- What is asked: Copy out the entries below with each "dog's" changed to "the dog's", leaving everything else untouched.

- Excerpted records:
= = = = =

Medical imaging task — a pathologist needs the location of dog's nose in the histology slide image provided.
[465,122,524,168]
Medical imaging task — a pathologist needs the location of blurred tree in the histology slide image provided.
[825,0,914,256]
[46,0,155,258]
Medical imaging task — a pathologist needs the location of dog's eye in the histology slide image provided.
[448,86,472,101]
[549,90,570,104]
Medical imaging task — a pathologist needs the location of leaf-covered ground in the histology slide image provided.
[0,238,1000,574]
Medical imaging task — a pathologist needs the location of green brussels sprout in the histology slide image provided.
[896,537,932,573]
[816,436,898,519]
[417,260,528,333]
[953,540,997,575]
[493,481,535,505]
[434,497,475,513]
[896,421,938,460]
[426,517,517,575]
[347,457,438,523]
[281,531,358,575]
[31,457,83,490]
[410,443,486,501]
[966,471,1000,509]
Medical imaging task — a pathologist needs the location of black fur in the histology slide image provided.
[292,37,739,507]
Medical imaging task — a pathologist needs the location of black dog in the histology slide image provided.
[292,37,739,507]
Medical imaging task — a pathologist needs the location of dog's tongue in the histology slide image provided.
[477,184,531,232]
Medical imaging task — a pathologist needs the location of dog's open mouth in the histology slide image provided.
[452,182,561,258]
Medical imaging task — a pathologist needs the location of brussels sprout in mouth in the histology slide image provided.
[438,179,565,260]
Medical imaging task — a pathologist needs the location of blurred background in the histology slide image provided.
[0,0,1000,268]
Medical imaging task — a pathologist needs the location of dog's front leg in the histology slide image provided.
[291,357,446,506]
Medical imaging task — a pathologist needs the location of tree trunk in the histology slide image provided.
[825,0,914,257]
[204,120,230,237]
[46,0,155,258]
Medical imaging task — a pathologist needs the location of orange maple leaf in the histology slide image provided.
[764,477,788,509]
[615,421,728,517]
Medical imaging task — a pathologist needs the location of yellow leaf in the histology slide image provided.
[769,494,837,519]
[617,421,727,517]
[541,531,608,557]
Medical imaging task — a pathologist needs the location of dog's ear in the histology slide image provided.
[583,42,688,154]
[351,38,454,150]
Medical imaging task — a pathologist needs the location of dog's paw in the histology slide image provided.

= = = = =

- Finished answer:
Medical imaging task — a pathologist needs the location of the dog's nose in the histology slide image provided.
[465,122,524,168]
Medical imaging task — a pathologist needs the location of blurred tree in the histology slide image provided.
[825,0,914,256]
[46,0,155,258]
Medical imaging task — a pathologist needs the location of the dog's eye in the histology slide image provided.
[448,86,472,101]
[549,90,570,104]
Medical imaging task — a pathologist needs the location of leaf-covered ground in the histology slide image provided.
[0,238,1000,574]
Medical imaging task — a pathologist needs the location of green brussels sprout in the histology slide image provided.
[896,537,932,573]
[816,436,898,519]
[417,260,528,333]
[953,540,997,575]
[493,481,535,505]
[434,497,475,513]
[896,421,938,460]
[426,517,517,575]
[347,457,438,523]
[281,531,358,575]
[31,457,83,490]
[410,443,486,501]
[966,471,1000,509]
Medical imaging task — a pathologist needs the location of black fur in the histology slide image provided.
[292,37,739,507]
Medical imaging task — a pathologist needs the location of black dog in the histology slide image provided.
[292,37,739,507]
Medical imaging task — a pathologist needs the location of the dog's tongue in the histology slide image provided.
[477,184,531,232]
Medical imaging task — a pathologist needs the location of the dog's open mouth in the histology slide image provided.
[452,182,561,258]
Medical imaging task — a pathologist needs the location of brussels sprout in mouth in the histology slide image provided.
[438,179,565,260]
Medical imaging task — a pathologist needs the location of blurred background in the histology slide image provided.
[0,0,1000,268]
Medical imaging task — a pathologist needs the location of the dog's front leg in the histology slide image provided.
[291,357,446,506]
Medical imaging task — a pathologist needs the location of tree trunk in the histology slide image provided.
[825,0,914,257]
[204,120,230,237]
[46,0,155,258]
Medical imaging task — a pathologist needs the location of orange maple leaf in the histology slide image provided.
[764,477,788,509]
[615,421,728,517]
Medical imaging task — a pathologist needs the location of yellow leaf in the histology slide image provided.
[769,494,837,519]
[617,421,727,517]
[541,531,608,557]
Medical imaging task — a pathologist needs the location of the dog's ear in the histology slide image provided.
[583,42,688,154]
[351,38,454,150]
Medical imaging task — a pathologist needs the location of the dog's paw in the histology slide image provided.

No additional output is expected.